(저장된 데이터):
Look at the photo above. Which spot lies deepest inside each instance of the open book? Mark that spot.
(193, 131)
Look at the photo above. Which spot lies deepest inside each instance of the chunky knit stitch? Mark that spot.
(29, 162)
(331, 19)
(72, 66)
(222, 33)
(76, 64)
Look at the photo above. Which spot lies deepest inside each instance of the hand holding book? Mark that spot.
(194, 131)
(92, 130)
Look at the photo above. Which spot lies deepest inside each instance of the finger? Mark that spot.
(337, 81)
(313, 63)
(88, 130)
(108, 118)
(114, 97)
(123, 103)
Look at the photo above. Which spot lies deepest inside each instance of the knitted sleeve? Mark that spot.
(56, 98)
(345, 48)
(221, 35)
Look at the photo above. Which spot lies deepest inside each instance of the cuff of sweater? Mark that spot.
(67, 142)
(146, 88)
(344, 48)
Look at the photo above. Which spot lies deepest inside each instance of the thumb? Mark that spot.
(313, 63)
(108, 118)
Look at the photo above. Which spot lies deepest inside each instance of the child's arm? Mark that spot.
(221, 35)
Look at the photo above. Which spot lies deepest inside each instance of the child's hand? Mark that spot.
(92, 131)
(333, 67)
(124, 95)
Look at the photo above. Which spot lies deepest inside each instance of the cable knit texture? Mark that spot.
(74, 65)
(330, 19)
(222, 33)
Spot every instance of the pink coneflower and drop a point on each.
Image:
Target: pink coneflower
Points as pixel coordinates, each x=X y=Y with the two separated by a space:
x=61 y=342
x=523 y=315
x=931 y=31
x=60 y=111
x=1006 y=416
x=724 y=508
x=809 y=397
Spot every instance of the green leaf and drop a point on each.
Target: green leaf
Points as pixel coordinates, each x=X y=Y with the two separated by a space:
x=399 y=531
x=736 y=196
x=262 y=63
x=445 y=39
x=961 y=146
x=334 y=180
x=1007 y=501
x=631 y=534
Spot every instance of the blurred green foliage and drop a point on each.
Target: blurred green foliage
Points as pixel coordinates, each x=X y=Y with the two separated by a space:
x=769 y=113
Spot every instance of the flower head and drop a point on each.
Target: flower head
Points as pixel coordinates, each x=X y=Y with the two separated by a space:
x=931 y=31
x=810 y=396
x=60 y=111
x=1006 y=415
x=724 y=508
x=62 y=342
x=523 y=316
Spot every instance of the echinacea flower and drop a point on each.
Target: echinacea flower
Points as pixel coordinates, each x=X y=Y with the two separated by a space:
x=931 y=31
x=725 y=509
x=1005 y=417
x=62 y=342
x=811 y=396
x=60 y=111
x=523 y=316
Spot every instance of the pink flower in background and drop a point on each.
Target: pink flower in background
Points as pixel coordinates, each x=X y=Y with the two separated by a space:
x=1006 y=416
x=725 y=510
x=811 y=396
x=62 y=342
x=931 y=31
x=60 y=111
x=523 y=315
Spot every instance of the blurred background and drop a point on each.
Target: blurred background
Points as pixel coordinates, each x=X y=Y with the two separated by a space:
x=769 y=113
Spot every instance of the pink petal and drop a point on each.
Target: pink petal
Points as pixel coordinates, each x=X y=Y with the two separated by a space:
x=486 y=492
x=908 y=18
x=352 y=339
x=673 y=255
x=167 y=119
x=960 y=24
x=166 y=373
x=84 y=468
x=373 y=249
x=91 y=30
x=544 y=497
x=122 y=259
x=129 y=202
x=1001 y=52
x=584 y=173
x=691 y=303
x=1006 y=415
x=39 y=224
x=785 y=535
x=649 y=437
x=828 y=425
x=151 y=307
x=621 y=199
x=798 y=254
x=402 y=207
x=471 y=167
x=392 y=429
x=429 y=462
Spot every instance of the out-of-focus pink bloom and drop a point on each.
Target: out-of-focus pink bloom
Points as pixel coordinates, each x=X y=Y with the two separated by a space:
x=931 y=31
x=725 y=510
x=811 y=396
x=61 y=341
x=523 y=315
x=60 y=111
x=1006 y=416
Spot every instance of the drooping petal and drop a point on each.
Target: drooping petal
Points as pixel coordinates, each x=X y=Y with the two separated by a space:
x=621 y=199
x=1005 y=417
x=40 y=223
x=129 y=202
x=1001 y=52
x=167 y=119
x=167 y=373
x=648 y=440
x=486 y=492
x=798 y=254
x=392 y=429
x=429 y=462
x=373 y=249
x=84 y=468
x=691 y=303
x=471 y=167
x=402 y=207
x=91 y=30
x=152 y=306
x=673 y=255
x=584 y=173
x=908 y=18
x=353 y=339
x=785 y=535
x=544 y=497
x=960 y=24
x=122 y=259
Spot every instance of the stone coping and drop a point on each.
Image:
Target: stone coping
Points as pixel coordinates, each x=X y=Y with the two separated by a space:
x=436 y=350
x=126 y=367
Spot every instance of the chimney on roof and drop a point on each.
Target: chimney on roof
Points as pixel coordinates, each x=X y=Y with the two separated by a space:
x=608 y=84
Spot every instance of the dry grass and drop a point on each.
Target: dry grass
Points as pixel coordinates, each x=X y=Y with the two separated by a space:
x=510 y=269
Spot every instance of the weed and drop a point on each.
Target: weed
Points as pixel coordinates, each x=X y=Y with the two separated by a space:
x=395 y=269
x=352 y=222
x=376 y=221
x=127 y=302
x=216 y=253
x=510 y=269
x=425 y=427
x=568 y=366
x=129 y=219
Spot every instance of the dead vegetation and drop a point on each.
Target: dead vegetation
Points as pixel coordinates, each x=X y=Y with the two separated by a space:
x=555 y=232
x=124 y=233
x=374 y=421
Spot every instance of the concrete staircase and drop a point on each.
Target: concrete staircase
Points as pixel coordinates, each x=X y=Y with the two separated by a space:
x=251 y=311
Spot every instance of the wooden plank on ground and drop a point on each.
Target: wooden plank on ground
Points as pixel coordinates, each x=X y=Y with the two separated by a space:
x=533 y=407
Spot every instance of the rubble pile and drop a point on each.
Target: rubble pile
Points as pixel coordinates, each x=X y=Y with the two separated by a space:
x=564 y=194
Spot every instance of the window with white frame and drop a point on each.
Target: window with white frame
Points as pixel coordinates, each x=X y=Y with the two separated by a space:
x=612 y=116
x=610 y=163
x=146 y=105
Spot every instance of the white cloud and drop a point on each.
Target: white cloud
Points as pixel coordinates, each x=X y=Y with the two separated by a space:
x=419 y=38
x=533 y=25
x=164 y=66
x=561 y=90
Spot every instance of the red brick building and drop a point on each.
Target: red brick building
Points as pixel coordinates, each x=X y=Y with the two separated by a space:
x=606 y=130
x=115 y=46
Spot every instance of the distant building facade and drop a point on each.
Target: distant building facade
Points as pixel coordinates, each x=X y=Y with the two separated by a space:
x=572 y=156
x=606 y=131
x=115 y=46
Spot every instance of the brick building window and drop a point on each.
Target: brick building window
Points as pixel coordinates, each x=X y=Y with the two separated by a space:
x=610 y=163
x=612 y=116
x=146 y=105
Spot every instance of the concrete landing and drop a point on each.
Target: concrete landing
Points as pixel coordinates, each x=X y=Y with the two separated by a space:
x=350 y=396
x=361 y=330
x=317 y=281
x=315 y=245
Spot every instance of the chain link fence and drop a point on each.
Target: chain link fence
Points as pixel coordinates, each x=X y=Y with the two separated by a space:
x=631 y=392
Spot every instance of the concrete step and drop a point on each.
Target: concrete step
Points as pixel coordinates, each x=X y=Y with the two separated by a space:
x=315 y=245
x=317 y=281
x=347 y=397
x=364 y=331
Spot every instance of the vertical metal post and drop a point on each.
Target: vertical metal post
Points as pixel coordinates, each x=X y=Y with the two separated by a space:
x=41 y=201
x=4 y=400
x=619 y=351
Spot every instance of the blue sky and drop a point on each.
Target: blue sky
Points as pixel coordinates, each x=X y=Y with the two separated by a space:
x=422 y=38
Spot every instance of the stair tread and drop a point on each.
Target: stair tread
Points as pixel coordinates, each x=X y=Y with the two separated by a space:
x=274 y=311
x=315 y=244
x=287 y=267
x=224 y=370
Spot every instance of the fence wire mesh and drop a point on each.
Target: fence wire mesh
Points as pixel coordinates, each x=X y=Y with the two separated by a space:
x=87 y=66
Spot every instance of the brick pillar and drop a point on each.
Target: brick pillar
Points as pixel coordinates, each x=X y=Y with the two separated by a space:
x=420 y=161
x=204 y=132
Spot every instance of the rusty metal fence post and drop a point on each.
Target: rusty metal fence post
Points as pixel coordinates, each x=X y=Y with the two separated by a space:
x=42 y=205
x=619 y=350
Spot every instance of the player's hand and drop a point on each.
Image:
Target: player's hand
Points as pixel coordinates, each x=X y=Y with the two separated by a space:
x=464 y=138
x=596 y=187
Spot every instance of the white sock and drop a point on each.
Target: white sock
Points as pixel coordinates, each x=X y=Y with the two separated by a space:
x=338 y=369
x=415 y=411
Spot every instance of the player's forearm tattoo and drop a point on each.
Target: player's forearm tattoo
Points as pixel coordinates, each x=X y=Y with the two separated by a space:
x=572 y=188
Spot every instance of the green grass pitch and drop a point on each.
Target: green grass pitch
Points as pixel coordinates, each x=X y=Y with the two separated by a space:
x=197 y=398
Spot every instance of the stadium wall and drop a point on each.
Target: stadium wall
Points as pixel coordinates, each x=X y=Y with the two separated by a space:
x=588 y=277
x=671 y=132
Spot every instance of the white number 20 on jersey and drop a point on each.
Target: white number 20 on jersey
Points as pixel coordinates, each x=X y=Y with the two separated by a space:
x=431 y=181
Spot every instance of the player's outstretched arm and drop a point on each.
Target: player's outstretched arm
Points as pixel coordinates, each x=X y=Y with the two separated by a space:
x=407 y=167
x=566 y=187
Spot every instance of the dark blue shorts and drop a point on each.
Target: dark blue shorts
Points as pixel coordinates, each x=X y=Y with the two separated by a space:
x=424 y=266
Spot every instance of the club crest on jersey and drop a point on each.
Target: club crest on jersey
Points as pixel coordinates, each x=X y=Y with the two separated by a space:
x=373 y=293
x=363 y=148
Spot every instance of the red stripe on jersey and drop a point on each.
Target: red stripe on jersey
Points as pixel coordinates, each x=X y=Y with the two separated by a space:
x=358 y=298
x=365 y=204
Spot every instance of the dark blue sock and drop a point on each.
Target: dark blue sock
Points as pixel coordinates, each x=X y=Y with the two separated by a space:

(목표): 위 항목에서 "Spot every instance of the stadium"이 들어 있는 줄부터 "x=671 y=132"가 들어 있는 줄까지를 양 끝 줄을 포함해 번호 목록으로 정리하세요. 빈 줄은 목록에 넣지 마세요.

(완성된 작업):
1. Spot every instance of the stadium wall and drop a point on each.
2. Target: stadium wall
3. Points as pixel coordinates, each x=X y=Y with the two separated by a space:
4. x=588 y=277
5. x=671 y=132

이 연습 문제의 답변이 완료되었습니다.